#### Activity
Only the lines of the data below from the one with "(format x=63, y=190)" through the one with "(format x=142, y=29)" are wanted. Repeat them exactly.

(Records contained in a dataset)
+-------+
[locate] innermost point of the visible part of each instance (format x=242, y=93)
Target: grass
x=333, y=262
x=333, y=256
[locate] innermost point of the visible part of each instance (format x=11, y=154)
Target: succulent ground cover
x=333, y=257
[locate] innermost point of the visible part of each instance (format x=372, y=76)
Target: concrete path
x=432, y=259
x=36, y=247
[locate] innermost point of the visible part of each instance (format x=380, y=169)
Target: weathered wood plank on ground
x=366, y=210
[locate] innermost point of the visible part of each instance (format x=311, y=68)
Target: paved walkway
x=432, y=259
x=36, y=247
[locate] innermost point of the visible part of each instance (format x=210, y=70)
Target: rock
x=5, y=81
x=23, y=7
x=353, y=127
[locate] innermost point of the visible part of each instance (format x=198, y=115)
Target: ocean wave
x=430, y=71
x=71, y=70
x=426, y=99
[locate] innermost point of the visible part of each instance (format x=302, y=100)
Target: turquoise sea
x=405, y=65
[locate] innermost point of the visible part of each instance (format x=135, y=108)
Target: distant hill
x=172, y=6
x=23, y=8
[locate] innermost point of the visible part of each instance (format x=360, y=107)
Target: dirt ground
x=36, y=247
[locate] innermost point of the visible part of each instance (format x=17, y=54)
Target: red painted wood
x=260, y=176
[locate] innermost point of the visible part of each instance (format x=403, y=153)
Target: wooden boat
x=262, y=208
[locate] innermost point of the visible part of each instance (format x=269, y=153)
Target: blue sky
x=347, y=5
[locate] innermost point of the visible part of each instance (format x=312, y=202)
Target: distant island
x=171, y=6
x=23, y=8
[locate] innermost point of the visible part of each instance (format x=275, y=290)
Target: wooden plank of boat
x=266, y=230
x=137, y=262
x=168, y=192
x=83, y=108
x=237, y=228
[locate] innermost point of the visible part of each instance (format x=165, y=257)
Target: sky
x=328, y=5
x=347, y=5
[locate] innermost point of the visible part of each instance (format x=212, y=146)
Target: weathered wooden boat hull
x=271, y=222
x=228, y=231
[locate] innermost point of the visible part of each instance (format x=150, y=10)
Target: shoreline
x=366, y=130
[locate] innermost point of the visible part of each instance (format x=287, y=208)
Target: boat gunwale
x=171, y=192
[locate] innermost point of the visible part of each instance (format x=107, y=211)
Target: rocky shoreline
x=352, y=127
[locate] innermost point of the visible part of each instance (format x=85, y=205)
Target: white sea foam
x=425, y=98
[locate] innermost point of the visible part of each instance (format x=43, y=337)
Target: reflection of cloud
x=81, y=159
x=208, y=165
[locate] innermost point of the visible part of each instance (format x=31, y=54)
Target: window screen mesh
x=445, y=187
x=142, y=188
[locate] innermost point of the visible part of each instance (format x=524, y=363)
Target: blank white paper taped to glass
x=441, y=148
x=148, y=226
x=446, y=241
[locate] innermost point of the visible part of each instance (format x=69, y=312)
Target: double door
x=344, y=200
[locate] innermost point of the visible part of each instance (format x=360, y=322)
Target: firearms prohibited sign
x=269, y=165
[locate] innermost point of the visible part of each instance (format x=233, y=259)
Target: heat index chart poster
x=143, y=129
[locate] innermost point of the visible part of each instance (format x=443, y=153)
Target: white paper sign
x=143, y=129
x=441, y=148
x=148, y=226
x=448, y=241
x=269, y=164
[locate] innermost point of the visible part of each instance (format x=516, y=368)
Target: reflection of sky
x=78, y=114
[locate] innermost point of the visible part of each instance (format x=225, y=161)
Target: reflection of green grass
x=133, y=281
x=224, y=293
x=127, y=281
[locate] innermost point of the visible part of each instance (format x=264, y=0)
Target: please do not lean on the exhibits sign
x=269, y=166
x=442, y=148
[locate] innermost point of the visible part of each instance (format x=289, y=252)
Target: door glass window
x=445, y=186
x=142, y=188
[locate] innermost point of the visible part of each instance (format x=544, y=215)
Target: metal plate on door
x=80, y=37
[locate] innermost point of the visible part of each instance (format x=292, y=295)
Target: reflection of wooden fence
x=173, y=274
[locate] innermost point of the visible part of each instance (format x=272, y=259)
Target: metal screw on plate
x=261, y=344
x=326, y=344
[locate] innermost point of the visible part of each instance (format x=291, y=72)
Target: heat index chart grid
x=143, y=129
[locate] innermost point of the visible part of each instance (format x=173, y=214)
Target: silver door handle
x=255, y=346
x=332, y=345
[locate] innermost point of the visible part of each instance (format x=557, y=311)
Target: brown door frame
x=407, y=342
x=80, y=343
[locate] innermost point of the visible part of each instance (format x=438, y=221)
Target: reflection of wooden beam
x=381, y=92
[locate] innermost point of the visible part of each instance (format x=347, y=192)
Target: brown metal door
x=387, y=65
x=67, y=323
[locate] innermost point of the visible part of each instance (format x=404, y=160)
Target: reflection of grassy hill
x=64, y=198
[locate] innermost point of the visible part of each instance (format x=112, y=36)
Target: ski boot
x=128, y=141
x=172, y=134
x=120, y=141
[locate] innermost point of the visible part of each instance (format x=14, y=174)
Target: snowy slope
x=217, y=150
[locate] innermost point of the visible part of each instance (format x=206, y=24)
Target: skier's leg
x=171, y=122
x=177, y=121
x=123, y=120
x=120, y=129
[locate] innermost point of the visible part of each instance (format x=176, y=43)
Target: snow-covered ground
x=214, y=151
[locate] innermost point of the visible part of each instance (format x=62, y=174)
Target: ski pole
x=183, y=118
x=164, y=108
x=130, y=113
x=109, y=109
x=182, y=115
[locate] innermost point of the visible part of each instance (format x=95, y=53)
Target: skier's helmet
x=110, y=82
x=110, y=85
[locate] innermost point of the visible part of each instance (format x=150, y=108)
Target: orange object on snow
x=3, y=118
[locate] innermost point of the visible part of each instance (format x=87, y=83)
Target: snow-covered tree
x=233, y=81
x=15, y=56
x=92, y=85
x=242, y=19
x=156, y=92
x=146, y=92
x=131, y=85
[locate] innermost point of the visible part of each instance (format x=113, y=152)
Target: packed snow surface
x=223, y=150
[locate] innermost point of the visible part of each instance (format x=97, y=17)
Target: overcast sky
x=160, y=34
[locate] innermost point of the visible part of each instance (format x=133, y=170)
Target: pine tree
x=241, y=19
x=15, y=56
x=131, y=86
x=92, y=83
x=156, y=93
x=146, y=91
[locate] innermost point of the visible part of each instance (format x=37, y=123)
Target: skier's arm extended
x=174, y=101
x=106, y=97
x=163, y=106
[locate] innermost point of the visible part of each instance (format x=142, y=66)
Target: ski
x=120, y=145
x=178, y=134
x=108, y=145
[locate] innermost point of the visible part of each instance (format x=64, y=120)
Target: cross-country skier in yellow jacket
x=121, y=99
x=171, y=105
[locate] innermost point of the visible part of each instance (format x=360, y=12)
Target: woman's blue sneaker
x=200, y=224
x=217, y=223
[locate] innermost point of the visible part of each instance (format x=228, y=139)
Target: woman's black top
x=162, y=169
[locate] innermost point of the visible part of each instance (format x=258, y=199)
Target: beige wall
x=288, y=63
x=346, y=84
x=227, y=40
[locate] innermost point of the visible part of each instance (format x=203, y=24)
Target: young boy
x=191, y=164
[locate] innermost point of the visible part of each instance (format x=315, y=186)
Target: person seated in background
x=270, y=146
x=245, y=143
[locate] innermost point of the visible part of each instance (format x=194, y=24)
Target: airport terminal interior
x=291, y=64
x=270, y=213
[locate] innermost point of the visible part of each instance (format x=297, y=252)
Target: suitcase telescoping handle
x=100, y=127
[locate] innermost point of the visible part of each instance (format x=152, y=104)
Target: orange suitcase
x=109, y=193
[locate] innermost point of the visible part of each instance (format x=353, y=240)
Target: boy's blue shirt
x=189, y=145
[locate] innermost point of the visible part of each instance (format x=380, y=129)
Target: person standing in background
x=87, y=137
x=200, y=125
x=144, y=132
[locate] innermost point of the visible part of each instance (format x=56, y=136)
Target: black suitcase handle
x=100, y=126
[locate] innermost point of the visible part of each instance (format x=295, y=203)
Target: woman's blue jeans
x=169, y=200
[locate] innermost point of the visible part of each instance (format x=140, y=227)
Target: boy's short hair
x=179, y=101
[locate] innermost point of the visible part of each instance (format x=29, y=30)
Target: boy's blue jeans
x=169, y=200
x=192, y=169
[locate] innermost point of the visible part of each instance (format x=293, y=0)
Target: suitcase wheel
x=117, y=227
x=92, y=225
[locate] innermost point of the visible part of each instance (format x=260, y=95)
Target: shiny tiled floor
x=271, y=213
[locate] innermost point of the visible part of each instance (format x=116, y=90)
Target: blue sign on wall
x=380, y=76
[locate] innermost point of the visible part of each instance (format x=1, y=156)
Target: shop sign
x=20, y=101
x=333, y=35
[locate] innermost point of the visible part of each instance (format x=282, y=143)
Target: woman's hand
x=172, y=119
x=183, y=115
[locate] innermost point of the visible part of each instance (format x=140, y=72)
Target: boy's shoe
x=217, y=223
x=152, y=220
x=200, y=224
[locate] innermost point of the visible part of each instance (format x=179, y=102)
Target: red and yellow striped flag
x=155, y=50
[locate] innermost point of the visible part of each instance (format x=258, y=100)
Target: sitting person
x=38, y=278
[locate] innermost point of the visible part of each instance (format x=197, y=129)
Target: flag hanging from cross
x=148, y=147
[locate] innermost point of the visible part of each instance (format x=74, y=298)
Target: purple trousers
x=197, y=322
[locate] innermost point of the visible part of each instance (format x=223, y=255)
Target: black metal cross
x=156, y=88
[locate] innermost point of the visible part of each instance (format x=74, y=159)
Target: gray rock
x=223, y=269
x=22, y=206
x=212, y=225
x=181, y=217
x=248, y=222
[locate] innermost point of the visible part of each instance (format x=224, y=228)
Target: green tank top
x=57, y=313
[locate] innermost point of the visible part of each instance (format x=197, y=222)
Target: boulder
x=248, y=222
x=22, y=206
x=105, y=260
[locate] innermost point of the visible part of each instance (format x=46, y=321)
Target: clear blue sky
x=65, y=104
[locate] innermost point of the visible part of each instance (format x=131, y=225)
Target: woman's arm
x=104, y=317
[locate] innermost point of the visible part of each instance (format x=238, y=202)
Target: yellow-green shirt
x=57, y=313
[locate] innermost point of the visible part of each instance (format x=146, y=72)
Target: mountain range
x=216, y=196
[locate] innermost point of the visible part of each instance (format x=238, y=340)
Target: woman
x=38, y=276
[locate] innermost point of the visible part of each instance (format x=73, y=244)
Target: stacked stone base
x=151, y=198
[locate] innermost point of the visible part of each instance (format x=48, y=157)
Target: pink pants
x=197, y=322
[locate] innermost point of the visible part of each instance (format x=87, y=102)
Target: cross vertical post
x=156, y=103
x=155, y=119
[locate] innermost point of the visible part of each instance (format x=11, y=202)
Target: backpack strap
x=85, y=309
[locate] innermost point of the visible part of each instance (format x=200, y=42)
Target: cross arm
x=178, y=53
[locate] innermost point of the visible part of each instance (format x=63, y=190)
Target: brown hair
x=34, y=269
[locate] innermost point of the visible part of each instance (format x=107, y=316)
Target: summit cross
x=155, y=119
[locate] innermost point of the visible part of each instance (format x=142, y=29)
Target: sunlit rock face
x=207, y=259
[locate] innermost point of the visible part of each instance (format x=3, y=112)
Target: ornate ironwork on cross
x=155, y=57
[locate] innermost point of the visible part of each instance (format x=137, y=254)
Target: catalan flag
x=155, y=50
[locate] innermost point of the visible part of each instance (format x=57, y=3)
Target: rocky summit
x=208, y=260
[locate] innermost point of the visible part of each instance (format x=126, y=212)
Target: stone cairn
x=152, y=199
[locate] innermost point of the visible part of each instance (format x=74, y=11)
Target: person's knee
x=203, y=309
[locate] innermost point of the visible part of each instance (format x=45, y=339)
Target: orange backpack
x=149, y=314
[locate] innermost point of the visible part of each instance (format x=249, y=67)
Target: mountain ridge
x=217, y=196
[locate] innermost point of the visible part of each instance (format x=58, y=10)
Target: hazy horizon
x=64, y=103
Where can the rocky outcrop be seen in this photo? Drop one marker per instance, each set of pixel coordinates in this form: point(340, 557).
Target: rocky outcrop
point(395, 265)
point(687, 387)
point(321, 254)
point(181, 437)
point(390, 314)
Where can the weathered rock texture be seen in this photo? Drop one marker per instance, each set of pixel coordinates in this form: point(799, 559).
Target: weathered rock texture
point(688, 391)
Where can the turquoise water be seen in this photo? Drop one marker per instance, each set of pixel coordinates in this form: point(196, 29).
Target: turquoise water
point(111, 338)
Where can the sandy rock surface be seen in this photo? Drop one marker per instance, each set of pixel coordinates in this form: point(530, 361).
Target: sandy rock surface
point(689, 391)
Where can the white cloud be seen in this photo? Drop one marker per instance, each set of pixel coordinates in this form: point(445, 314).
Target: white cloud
+-------+
#### Solution
[locate] innermost point of the visible part of each instance (format x=63, y=190)
Target: brown hair
x=34, y=269
[locate] innermost point of the visible part of each instance (format x=107, y=316)
Target: summit cross
x=155, y=119
[locate] innermost point of the visible part of each instance (format x=142, y=29)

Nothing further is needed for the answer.